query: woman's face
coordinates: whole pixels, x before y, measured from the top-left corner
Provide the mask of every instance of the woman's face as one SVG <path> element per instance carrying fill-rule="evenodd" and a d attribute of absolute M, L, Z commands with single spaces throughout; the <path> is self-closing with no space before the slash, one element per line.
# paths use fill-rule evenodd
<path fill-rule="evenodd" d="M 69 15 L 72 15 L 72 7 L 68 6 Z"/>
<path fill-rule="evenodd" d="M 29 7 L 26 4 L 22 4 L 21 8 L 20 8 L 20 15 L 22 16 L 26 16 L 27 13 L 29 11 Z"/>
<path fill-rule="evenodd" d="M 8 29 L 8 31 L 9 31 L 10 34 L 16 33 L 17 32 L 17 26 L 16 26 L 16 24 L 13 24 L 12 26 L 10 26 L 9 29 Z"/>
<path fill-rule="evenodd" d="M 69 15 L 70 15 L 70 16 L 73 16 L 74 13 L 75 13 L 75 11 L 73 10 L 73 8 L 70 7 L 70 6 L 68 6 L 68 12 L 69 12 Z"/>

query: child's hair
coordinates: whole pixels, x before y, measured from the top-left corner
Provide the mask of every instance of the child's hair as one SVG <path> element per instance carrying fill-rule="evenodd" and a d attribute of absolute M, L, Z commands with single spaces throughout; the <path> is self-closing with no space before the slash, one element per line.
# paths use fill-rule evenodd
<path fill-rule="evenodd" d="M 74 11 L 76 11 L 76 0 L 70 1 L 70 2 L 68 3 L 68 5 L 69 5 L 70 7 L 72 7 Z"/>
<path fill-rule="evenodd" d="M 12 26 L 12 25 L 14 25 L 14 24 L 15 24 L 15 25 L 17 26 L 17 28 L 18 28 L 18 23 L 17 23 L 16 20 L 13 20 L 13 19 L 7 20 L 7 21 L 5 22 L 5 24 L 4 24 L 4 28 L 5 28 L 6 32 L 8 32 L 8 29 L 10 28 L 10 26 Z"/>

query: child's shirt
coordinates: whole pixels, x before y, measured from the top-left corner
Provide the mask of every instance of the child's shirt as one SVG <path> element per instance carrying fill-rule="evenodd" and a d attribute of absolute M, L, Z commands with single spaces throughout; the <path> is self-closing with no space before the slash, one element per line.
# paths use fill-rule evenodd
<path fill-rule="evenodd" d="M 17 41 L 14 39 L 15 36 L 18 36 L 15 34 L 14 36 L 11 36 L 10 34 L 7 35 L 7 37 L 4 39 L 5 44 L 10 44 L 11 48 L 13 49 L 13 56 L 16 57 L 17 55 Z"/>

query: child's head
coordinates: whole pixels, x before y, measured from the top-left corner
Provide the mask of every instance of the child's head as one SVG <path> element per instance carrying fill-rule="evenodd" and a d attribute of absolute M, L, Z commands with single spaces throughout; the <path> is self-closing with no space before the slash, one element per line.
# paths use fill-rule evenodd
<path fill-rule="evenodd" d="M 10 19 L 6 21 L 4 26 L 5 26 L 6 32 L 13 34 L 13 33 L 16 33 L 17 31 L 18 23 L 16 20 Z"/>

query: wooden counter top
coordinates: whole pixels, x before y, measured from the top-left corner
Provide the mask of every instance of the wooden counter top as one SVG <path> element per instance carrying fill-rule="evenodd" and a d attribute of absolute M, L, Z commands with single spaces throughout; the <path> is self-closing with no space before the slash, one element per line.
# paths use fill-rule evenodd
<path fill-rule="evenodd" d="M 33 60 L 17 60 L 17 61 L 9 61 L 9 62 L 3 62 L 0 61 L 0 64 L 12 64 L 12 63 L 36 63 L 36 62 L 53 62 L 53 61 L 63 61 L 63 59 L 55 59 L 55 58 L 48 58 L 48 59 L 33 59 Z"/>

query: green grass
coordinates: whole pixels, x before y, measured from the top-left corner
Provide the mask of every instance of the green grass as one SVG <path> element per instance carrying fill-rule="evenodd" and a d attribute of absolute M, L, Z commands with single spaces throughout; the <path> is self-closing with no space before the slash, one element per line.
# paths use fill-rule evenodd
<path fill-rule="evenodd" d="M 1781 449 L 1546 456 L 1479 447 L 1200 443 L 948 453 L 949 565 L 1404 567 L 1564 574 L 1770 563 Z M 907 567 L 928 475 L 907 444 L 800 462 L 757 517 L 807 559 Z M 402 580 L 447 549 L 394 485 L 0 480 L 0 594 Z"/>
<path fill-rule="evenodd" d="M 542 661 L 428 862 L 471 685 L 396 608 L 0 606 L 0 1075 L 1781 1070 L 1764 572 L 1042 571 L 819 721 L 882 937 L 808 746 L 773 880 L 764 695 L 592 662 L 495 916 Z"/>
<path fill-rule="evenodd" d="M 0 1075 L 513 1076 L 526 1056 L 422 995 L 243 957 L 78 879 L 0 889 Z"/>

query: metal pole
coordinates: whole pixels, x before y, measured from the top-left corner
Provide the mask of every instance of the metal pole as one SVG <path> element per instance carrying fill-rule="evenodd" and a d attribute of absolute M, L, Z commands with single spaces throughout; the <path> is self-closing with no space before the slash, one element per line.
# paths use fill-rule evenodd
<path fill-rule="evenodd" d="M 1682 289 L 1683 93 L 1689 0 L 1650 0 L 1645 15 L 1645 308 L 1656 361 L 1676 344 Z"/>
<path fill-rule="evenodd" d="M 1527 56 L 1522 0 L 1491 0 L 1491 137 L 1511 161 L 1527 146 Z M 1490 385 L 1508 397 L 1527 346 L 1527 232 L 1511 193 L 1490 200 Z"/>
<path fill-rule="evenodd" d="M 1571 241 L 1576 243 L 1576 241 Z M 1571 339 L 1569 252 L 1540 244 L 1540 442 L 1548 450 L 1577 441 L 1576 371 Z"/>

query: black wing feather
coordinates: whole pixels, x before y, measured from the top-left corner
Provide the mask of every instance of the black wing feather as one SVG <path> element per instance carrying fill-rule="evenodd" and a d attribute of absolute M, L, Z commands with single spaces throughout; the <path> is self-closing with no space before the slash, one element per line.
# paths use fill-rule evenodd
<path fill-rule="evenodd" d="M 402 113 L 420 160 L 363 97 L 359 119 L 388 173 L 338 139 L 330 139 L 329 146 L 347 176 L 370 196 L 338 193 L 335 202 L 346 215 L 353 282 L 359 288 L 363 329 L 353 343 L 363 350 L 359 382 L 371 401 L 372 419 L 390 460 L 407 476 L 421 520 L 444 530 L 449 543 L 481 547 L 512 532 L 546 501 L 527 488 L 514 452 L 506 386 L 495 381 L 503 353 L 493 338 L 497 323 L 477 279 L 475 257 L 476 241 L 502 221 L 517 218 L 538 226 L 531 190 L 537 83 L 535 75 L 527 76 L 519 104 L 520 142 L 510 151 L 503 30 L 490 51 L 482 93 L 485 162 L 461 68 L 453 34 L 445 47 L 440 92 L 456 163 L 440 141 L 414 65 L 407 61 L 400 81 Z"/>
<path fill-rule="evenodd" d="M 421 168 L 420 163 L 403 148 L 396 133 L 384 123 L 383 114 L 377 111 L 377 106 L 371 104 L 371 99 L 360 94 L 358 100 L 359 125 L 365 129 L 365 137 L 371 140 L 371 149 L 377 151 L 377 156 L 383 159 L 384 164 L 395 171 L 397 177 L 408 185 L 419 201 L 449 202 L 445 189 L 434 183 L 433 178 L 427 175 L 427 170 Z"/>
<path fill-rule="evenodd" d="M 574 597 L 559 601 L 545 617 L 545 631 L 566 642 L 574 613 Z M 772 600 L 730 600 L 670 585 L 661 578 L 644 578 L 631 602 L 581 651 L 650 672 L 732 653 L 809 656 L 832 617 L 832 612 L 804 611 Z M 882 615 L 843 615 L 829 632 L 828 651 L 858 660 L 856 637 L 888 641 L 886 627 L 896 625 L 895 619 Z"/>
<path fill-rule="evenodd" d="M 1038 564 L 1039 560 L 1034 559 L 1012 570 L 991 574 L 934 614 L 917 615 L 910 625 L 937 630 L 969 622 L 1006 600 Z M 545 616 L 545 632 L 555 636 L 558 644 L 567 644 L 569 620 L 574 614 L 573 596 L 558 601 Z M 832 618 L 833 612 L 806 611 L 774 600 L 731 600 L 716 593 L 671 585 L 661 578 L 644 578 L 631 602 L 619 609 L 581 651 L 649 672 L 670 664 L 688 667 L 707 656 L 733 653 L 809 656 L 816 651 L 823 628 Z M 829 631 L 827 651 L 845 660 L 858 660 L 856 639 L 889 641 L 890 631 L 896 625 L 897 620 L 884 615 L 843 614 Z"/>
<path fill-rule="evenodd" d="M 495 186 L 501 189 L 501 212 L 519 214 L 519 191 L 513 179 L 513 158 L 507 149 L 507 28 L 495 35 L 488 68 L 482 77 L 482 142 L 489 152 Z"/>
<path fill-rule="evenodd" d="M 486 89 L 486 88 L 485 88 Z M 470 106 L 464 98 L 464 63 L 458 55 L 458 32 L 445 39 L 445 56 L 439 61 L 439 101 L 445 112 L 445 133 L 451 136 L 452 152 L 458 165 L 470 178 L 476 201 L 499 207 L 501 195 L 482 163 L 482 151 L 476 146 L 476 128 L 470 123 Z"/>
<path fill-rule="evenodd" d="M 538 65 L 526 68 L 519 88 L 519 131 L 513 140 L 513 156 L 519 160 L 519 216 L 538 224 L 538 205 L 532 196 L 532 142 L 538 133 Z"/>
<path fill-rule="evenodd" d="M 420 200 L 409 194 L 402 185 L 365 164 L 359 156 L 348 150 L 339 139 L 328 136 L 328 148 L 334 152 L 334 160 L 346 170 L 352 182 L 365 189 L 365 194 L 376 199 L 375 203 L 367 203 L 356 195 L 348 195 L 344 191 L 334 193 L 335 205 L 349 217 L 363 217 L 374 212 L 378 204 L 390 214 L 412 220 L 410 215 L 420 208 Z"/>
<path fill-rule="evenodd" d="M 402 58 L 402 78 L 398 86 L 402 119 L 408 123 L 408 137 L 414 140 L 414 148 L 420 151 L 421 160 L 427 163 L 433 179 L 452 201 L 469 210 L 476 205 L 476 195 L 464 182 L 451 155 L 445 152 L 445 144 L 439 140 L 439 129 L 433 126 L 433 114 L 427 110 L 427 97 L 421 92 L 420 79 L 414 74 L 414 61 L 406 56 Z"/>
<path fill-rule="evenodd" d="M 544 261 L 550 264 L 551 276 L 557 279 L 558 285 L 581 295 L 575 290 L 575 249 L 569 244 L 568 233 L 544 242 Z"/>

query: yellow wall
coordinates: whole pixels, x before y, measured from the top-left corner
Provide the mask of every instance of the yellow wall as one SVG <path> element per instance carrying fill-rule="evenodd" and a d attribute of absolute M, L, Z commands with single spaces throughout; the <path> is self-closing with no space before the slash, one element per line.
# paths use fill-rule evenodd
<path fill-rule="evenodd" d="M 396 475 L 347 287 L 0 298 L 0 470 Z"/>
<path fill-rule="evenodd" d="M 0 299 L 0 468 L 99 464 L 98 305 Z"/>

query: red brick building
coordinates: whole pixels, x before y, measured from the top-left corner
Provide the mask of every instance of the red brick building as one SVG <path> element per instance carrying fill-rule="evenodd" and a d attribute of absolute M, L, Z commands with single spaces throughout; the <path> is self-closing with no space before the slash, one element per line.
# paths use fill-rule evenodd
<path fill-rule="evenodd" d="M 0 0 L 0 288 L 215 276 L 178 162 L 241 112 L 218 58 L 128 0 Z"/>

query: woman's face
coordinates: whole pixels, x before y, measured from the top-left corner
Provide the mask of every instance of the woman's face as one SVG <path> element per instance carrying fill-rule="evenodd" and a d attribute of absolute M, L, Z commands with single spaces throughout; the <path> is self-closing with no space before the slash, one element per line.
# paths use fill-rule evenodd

**Exercise objective:** Restate exactly the records above from their first line through the line that holds "query: child's head", please, including both and leaving out all others.

**Written answer:**
query: woman's face
coordinates: whole pixels, x before y, measured from the top-left corner
Provide the mask of every instance of the woman's face as one SVG <path> element per instance carrying fill-rule="evenodd" and a d attribute of absolute M, L, Z commands with single spaces throughout; the <path> is self-closing with no space before the slash, one element per line.
# paths use fill-rule evenodd
<path fill-rule="evenodd" d="M 69 15 L 72 15 L 72 7 L 68 6 Z"/>
<path fill-rule="evenodd" d="M 29 7 L 26 4 L 22 4 L 21 8 L 20 8 L 20 15 L 22 16 L 26 16 L 27 13 L 29 11 Z"/>
<path fill-rule="evenodd" d="M 8 29 L 8 31 L 9 31 L 10 34 L 16 33 L 17 32 L 17 26 L 16 26 L 16 24 L 13 24 L 12 26 L 10 26 L 9 29 Z"/>
<path fill-rule="evenodd" d="M 69 15 L 70 15 L 70 16 L 73 16 L 74 13 L 75 13 L 75 11 L 73 10 L 73 8 L 70 7 L 70 6 L 68 6 L 68 12 L 69 12 Z"/>

query: child's hair
coordinates: whole pixels, x before y, measured from the top-left corner
Provide the mask of every instance of the child's hair as one SVG <path> element per instance carrying fill-rule="evenodd" and a d attribute of absolute M, L, Z commands with single spaces throughout; the <path> is self-closing with no space before the slash, one element per line.
# paths use fill-rule evenodd
<path fill-rule="evenodd" d="M 74 11 L 76 11 L 76 0 L 70 1 L 70 2 L 68 3 L 68 5 L 69 5 L 70 7 L 72 7 Z"/>
<path fill-rule="evenodd" d="M 12 26 L 12 25 L 14 25 L 14 24 L 15 24 L 15 25 L 17 26 L 17 28 L 18 28 L 18 23 L 17 23 L 16 20 L 13 20 L 13 19 L 7 20 L 7 21 L 5 22 L 5 24 L 4 24 L 4 28 L 5 28 L 6 32 L 8 32 L 8 29 L 10 28 L 10 26 Z"/>

query: child's shirt
coordinates: whole pixels, x before y, measured from the top-left corner
Provide the mask of every instance of the child's shirt as one SVG <path> element per instance carrying fill-rule="evenodd" and a d attribute of absolute M, L, Z commands with single spaces throughout; the <path> is self-closing with no space before the slash, one element per line.
# paths use fill-rule evenodd
<path fill-rule="evenodd" d="M 17 41 L 14 39 L 15 36 L 18 36 L 15 34 L 14 36 L 11 36 L 10 34 L 7 35 L 7 37 L 4 39 L 5 44 L 10 44 L 11 48 L 13 49 L 13 56 L 16 57 L 17 55 Z"/>

query: child's head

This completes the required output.